» **REQUIRED ACTION**:
Only lines with the word "whale" belong in the answer; copy them from the records below.

» **Point localization data**:
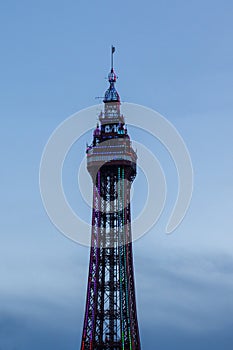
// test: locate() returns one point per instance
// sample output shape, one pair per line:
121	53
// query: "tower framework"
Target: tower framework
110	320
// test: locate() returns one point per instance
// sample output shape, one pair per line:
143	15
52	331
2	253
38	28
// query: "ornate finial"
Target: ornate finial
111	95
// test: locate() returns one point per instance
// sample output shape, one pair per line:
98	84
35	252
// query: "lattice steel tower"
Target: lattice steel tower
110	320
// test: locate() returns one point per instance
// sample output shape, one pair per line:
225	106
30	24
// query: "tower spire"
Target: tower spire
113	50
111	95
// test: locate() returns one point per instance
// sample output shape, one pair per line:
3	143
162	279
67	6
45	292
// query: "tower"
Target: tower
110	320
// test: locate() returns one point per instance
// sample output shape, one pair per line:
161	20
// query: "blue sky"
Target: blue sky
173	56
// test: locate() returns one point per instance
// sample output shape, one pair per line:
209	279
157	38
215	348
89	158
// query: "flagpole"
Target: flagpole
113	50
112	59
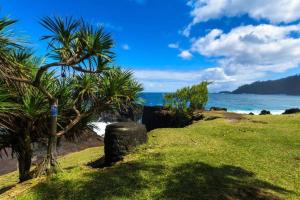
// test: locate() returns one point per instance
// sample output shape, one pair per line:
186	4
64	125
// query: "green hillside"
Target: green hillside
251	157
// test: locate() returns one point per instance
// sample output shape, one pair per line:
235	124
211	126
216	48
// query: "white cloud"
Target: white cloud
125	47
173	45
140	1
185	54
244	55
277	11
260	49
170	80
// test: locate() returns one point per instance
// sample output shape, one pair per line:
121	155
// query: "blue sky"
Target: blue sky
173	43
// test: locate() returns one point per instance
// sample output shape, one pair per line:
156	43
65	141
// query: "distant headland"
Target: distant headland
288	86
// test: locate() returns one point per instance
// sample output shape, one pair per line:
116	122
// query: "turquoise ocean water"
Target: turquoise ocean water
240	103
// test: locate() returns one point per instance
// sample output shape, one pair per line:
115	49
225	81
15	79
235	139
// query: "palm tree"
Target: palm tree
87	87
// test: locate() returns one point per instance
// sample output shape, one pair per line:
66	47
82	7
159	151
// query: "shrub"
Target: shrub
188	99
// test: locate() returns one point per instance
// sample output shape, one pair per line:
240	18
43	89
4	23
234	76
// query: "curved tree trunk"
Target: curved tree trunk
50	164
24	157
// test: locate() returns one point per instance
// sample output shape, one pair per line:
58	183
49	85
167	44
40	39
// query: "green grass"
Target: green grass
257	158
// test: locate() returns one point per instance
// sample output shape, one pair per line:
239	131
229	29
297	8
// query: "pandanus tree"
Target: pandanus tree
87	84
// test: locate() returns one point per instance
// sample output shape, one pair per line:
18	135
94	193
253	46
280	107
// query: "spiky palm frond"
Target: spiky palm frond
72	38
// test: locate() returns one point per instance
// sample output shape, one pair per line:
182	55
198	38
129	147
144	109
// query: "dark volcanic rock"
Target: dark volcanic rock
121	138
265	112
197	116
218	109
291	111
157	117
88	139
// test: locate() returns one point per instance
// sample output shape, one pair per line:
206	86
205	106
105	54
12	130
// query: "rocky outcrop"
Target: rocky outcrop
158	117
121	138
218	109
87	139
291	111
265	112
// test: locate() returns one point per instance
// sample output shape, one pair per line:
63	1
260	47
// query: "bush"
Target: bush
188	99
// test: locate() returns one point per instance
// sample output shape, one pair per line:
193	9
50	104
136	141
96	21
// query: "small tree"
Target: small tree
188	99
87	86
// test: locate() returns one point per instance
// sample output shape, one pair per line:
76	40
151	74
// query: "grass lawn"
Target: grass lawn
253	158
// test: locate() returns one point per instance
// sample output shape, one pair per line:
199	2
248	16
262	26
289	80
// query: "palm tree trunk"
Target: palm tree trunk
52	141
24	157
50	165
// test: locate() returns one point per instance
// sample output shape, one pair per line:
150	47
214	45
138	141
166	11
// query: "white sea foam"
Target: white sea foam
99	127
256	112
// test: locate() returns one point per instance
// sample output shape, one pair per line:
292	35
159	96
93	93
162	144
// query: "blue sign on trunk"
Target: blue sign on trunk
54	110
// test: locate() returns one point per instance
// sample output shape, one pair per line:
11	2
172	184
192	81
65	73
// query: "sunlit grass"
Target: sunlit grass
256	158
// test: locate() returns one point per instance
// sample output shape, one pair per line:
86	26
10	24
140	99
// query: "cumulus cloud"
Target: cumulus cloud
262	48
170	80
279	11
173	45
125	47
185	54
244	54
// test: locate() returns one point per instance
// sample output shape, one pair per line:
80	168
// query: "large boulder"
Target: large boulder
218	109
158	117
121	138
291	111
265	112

* * *

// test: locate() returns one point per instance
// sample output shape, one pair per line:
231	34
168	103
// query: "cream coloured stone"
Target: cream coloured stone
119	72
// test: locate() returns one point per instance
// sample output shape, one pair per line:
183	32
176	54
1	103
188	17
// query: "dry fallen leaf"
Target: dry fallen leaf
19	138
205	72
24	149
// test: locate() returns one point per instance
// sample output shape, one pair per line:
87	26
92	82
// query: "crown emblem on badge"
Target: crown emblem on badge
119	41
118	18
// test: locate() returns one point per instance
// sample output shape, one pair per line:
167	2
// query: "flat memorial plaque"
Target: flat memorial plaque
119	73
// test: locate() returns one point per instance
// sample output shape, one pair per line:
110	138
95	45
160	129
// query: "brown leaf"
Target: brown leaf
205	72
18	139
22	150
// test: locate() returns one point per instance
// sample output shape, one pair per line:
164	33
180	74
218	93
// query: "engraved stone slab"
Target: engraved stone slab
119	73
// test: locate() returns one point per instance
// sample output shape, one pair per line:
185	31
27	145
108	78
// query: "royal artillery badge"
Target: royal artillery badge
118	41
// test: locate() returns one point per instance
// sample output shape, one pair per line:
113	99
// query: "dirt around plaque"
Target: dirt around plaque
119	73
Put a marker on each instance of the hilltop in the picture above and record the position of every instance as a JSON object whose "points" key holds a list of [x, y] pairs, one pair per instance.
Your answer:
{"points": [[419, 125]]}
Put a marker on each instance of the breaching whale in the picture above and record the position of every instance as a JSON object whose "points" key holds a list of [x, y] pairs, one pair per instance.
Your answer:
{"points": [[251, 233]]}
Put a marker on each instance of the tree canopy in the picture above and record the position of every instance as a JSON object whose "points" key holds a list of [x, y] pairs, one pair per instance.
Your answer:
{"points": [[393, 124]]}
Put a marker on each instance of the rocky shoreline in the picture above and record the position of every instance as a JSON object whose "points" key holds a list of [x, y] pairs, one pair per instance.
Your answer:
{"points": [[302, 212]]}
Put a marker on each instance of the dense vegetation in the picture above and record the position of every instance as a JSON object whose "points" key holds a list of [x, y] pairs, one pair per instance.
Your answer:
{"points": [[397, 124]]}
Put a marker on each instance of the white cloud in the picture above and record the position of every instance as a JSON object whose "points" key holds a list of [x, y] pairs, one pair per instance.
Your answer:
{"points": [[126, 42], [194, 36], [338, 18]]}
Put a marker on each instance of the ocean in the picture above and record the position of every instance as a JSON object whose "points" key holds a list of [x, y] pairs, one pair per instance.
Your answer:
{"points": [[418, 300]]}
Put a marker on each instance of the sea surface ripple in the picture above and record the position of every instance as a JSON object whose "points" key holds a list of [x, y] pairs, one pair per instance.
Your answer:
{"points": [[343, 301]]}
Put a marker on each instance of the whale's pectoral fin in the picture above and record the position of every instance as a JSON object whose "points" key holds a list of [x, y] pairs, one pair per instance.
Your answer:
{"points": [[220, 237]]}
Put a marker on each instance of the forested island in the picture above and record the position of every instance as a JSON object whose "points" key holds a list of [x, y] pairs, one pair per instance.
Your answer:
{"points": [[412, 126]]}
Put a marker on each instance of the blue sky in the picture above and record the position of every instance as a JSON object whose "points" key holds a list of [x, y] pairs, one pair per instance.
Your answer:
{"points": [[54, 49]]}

» **WORKED SOLUTION**:
Put a marker on each instance of the breaching whale in the picture above and record the position of every instance as a JSON object whose "points" key holds a list of [x, y] pairs, one pair per instance.
Put a marker on each instance of the whale's pectoral fin in the picture above and record the position of every instance as a JSON object whose "points" key holds a list of [x, y] pairs, one pair per instance.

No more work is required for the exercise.